## EXERCISE PROMPT:
Write out the data exactly as given, dropping every picture.

## Stored entries:
────────
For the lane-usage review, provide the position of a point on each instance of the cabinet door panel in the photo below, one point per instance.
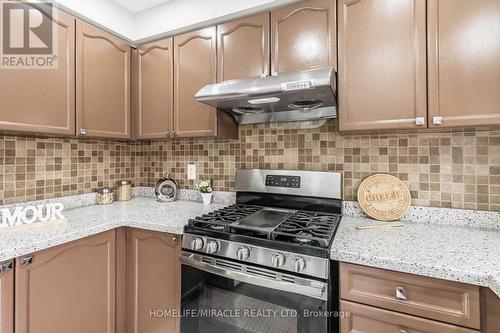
(153, 280)
(7, 297)
(103, 83)
(153, 89)
(243, 48)
(382, 70)
(42, 100)
(464, 62)
(69, 288)
(304, 36)
(366, 319)
(195, 66)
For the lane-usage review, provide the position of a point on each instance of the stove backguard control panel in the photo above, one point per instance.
(283, 181)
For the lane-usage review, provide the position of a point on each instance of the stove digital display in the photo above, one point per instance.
(283, 181)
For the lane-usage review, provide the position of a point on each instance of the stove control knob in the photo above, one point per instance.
(197, 243)
(212, 247)
(278, 259)
(298, 264)
(242, 253)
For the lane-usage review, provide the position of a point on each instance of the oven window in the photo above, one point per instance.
(215, 304)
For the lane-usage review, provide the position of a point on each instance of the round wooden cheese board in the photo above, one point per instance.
(384, 197)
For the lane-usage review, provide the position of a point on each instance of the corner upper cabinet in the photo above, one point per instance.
(464, 62)
(153, 92)
(303, 36)
(68, 288)
(243, 48)
(7, 297)
(153, 279)
(42, 100)
(102, 83)
(382, 64)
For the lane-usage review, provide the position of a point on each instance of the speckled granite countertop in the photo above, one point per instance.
(467, 255)
(140, 212)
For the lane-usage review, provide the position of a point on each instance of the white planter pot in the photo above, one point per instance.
(206, 197)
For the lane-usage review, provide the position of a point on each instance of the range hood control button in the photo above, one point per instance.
(278, 260)
(242, 253)
(197, 244)
(298, 264)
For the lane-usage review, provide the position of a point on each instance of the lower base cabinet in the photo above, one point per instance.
(7, 297)
(367, 319)
(153, 286)
(68, 288)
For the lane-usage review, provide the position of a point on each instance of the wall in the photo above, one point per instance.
(41, 168)
(459, 169)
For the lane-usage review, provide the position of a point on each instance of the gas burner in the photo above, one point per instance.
(304, 237)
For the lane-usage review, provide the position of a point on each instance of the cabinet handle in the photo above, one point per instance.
(26, 261)
(6, 267)
(401, 294)
(437, 120)
(420, 121)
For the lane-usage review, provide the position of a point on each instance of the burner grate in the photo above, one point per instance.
(303, 227)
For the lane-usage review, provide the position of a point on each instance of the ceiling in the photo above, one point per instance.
(136, 6)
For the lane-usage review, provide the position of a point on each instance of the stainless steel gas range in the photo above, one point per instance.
(262, 264)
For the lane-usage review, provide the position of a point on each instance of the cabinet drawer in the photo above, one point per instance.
(450, 302)
(367, 319)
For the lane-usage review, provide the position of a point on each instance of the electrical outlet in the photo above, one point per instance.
(191, 171)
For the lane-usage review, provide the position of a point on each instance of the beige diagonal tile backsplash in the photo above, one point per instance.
(459, 168)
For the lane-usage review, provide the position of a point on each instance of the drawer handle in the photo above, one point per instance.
(401, 294)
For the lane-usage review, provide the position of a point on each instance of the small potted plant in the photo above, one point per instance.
(205, 189)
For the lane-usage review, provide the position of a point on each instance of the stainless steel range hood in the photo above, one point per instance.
(299, 96)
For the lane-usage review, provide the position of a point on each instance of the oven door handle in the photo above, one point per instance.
(301, 286)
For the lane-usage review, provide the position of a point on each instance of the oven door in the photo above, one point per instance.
(220, 295)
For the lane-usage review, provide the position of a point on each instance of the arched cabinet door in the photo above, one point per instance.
(195, 63)
(303, 36)
(42, 100)
(153, 92)
(243, 48)
(102, 83)
(153, 279)
(382, 64)
(7, 297)
(68, 288)
(464, 62)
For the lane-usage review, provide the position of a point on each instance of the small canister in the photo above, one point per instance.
(124, 190)
(105, 196)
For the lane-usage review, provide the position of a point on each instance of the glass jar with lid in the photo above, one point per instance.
(124, 190)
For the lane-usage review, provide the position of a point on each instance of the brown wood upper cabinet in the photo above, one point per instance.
(42, 100)
(303, 36)
(68, 288)
(153, 280)
(153, 90)
(102, 83)
(7, 297)
(195, 64)
(382, 64)
(243, 48)
(464, 62)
────────
## OUTPUT FOR THIS TASK:
For the lane-usage review, provide the position of a point on each instance of the cabinet door panel in the photo below, one point per instance.
(153, 280)
(7, 297)
(103, 83)
(153, 89)
(243, 48)
(382, 70)
(42, 100)
(464, 62)
(69, 288)
(304, 36)
(366, 319)
(195, 66)
For the lane-usage review, provide the position of a point on each instance of the stove backguard control panel in the photo above, one point per instance.
(283, 181)
For the lane-usage review, provide the position of a point on each instance of the stove digital display in the photo above, one point per instance.
(283, 181)
For the lane-usage review, provide the position of a point on each instance of the stove control knob in the photo above, one point per instance.
(197, 243)
(212, 247)
(278, 259)
(298, 264)
(242, 253)
For the lane-usage review, provide the position of a point on each instance of the oven window in the photo above, one point per instance.
(215, 304)
For the lane-usage review, provide the position of a point on each instance of the round wooden cheese board in the photo above, one point per instance.
(384, 197)
For the lane-usage review, provide the position of a point on each instance of the corner upper cabinet in the photo above, one point per instance.
(464, 62)
(153, 92)
(303, 36)
(68, 288)
(243, 48)
(7, 297)
(153, 279)
(42, 100)
(102, 83)
(382, 64)
For the lane-usage review, provide the position of a point on each instance of the speckled granite countertop in the photo above, one point per instance.
(467, 255)
(140, 212)
For the lane-usage review, provide the position of a point on each instance of the white planter pot in the photo above, one point per instance.
(206, 197)
For the lane-usage review, provide the position of a point on each instance of the range hood control button in the photo above, one point per instance.
(278, 260)
(242, 253)
(197, 244)
(298, 264)
For the lane-usage review, provide the position of a point on each instance of the lower base cabinet in the photo above, one point per instance.
(7, 297)
(367, 319)
(153, 286)
(68, 288)
For the lane-usage review, provide the position of a point on each instance of the wall in the photo above, one point per instance.
(41, 168)
(459, 169)
For the lane-usage review, provide the position of a point on each instance of the gas burner in the photo above, one point per instance.
(304, 237)
For the lane-usage review, provide the position of a point on each instance of the cabinet handle in the photo above, one point per instance.
(26, 261)
(6, 267)
(401, 294)
(437, 120)
(420, 121)
For the lane-usage review, provide the position of a point on each instance of the burner grate in the photo above, one point per instance.
(303, 227)
For the lane-usage review, provide the position of a point on each instance of the ceiling in the photo above, one point per instance.
(136, 6)
For the lane-usage review, provide the position of a point on each instance of the stainless steel gas range in the photo above, one point per instance.
(262, 264)
For the lane-usage review, provide the position of a point on each instance of the cabinet drawer in the photo above, one point per instance.
(450, 302)
(367, 319)
For the lane-usage review, provide the position of a point on each instance of the electrical outlet in the photo above, one point per instance.
(191, 171)
For the lane-usage review, provide the position of a point on each instance of the beige diagonal tile backsplash in the photo above, one point per instance.
(459, 168)
For the lane-usage review, provide the position of a point on each instance of the drawer handle in the photo above, one point per instance.
(401, 294)
For the lane-usage review, provide the position of a point on each instance of the small potted plant in the photo above, one point per instance.
(205, 189)
For the lane-usage review, provide the position of a point on each instance of the stainless steel range hood in the photo above, one point per instance.
(299, 96)
For the lane-usage review, provide the position of a point on each instance of the oven door handle in the photo above, one point per instance.
(301, 286)
For the lane-usage review, provide the position of a point on each instance of the oven door in the photo above, one point per instance.
(220, 295)
For the lane-usage review, provide the position of a point on each instance of the arched cabinet door in the photo above, one point per instance.
(195, 63)
(303, 36)
(42, 100)
(153, 92)
(243, 48)
(102, 83)
(153, 279)
(382, 64)
(7, 297)
(68, 288)
(464, 62)
For the lane-usage review, provide the position of a point on each instance of the small canister in the photo above, one point per instance.
(124, 190)
(105, 196)
For the lane-usage review, provide the position of a point on each instance of the glass jar with lid in the photo above, one point per instance.
(124, 190)
For the lane-usage review, provide the position of a point on each instance of the brown wood upper cabinet in the photo above, one point per instance.
(42, 100)
(303, 36)
(68, 288)
(153, 280)
(153, 90)
(102, 83)
(7, 297)
(195, 64)
(382, 64)
(243, 48)
(464, 62)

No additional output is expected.